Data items
[Start of section]

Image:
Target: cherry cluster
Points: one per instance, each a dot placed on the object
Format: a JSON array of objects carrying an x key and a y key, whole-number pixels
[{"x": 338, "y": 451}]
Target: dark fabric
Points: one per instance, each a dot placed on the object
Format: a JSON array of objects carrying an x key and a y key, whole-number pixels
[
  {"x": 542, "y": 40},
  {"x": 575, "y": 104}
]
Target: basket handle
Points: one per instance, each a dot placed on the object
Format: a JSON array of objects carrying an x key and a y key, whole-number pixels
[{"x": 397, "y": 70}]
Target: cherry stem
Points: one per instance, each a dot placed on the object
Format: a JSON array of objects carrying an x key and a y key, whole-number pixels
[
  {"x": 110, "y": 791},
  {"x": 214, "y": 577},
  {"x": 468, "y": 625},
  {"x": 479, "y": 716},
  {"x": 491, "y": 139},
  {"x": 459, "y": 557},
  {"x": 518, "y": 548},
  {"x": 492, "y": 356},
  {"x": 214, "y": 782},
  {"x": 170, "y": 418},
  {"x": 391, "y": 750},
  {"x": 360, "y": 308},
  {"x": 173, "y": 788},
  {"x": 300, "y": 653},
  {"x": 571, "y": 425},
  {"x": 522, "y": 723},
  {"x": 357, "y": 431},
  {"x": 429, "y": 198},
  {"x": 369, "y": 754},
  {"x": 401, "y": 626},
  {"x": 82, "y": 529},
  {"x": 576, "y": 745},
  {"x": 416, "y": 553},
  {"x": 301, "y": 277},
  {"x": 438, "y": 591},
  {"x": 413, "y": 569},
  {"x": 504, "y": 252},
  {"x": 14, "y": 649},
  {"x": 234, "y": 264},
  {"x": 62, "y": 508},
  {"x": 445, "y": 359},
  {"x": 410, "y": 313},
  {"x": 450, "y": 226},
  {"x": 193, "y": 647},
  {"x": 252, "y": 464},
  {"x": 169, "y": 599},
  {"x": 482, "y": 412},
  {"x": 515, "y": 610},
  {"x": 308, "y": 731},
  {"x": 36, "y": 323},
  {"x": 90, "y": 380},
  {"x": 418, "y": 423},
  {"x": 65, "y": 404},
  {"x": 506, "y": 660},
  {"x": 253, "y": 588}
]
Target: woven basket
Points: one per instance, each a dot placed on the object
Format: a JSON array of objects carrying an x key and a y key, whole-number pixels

[End of section]

* THE PROBLEM *
Would you mind giving all the records again exactly?

* FINAL ANSWER *
Image:
Target: cherry cluster
Points: one per instance, each a dot placed on the object
Format: a JSON array of objects carrying an x key and a y key, whole-number pixels
[{"x": 338, "y": 451}]
Target: dark fabric
Points: one per instance, each a dot placed on the object
Format: a JSON array of objects carrying an x key and a y key, whole-number pixels
[
  {"x": 542, "y": 40},
  {"x": 575, "y": 104}
]
Target: basket handle
Points: one per instance, each a dot placed on the object
Format: a JSON array of objects carrying an x key and a y key, whole-number pixels
[{"x": 397, "y": 70}]
Target: cherry stem
Points: one per instance, each a dot placed on the object
Format: a JSON array of objects carrying an x key and a y key, whole-number pixels
[
  {"x": 110, "y": 791},
  {"x": 214, "y": 577},
  {"x": 468, "y": 625},
  {"x": 479, "y": 716},
  {"x": 491, "y": 139},
  {"x": 459, "y": 557},
  {"x": 518, "y": 548},
  {"x": 492, "y": 356},
  {"x": 214, "y": 782},
  {"x": 170, "y": 418},
  {"x": 391, "y": 750},
  {"x": 360, "y": 308},
  {"x": 173, "y": 788},
  {"x": 300, "y": 653},
  {"x": 571, "y": 425},
  {"x": 522, "y": 723},
  {"x": 357, "y": 431},
  {"x": 429, "y": 198},
  {"x": 369, "y": 754},
  {"x": 401, "y": 626},
  {"x": 82, "y": 529},
  {"x": 576, "y": 745},
  {"x": 416, "y": 553},
  {"x": 301, "y": 277},
  {"x": 438, "y": 591},
  {"x": 413, "y": 569},
  {"x": 504, "y": 252},
  {"x": 14, "y": 649},
  {"x": 234, "y": 264},
  {"x": 62, "y": 508},
  {"x": 445, "y": 359},
  {"x": 410, "y": 313},
  {"x": 450, "y": 226},
  {"x": 193, "y": 647},
  {"x": 252, "y": 464},
  {"x": 169, "y": 599},
  {"x": 482, "y": 412},
  {"x": 515, "y": 610},
  {"x": 308, "y": 731},
  {"x": 36, "y": 323},
  {"x": 90, "y": 380},
  {"x": 418, "y": 423},
  {"x": 65, "y": 404},
  {"x": 506, "y": 660},
  {"x": 253, "y": 588}
]
Target: woven basket
Points: one per instance, each a dot placed on the object
Format: a JSON array of objects carrying an x key and a y key, whole-number pixels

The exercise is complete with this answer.